## [THE PROBLEM]
Locate the line containing "Each instance of the tail", then please write out that line and all the lines below it in the entries exactly.

Start of DATA EXTRACT

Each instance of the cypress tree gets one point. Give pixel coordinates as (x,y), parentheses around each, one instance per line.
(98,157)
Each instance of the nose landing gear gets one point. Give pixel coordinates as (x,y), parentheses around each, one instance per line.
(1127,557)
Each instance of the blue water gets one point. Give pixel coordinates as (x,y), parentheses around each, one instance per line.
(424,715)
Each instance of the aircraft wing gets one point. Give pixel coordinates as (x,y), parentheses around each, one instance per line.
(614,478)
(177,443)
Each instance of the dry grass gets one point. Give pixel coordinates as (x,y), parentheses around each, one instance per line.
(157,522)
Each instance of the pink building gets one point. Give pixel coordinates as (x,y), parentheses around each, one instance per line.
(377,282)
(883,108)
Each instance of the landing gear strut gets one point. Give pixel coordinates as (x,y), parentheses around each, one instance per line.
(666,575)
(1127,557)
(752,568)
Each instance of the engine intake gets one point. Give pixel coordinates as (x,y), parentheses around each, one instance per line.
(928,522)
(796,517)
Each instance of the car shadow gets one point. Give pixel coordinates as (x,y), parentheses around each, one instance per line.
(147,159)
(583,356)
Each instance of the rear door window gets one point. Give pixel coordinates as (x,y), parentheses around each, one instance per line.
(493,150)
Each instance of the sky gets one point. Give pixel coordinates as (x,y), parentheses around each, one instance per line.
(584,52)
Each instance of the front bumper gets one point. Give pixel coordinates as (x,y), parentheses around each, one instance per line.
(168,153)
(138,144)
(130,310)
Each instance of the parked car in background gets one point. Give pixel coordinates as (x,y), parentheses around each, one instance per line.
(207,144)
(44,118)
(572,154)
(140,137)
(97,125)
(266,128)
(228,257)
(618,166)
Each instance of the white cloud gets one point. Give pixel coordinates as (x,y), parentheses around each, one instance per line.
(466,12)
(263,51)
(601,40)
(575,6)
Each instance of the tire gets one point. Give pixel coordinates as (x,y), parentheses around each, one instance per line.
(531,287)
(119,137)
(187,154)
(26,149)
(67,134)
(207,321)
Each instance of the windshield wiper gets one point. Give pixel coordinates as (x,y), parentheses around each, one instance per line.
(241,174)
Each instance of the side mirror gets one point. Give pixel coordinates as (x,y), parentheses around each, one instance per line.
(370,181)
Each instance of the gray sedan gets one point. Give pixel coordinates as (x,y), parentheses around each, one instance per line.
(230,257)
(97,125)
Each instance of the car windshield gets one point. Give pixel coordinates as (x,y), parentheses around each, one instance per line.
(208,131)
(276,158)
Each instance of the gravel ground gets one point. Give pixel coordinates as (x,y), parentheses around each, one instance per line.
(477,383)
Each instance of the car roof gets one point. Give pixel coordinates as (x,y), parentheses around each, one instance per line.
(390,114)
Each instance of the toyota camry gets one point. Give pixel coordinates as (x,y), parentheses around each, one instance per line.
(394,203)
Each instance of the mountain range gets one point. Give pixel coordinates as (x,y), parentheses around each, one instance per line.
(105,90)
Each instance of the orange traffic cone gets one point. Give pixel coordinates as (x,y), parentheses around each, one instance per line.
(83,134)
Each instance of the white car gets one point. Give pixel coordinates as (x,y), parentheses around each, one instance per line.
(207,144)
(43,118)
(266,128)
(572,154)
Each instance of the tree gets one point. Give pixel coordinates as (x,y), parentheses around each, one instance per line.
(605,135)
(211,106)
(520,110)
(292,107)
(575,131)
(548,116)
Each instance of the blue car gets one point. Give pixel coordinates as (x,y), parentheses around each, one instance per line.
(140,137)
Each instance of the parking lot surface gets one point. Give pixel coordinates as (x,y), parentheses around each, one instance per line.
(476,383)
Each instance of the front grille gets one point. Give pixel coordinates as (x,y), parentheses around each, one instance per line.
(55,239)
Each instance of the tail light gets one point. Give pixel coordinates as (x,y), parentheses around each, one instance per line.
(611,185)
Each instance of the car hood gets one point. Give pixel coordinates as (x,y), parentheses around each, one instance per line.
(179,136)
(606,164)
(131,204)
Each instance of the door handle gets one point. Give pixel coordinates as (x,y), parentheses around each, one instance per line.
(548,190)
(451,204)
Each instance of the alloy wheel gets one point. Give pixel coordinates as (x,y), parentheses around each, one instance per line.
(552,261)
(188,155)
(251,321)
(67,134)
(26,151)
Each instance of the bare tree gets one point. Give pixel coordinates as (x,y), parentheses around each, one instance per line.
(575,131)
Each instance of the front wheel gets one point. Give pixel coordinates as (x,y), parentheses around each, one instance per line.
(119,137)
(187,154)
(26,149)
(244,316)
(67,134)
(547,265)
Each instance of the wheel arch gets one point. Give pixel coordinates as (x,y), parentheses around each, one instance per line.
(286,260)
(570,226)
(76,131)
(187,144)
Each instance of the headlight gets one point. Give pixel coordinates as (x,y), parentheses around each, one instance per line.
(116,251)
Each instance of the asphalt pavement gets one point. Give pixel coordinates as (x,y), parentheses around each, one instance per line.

End of DATA EXTRACT

## [EXERCISE OUTPUT]
Each instance of the tail light gets one point. Give pixel coordinates as (x,y), parentheses around each, one instance per line.
(611,185)
Each instance of the car hood gets one point. Give pixel coordinates as (x,y), parentheses around each, one instance per line.
(179,136)
(606,164)
(131,204)
Each instance of the door handle gets one point. Give pixel coordinates as (x,y), parentheses around each, one instance per line.
(548,190)
(451,204)
Each instance of the alloy wheel gets one point. Give pixel coordinates as (x,y), parentheses around each, one instance per line.
(552,261)
(188,155)
(251,321)
(67,134)
(26,151)
Each instance of the bare tree gets one point. Give pixel coordinates as (x,y), parentheses around each, one instance per line.
(575,131)
Each instance of the front wheel gets one point. Give pixel coordinates as (x,y), parentheses around each, one instance per line.
(119,137)
(187,154)
(26,149)
(244,316)
(67,134)
(547,265)
Each instance of the wheel arch gets one point. Give pixel coordinates as (x,y), parentheses around each, one instance per line.
(286,260)
(570,226)
(76,131)
(187,144)
Each instance of the headlight gets one point. Give pixel coordinates as (x,y), parentheses around each, one instance per line.
(116,251)
Each instance of the asphalt pavement gets one point. Give pixel coordinates as (x,y), parentheses around each, one instance per line.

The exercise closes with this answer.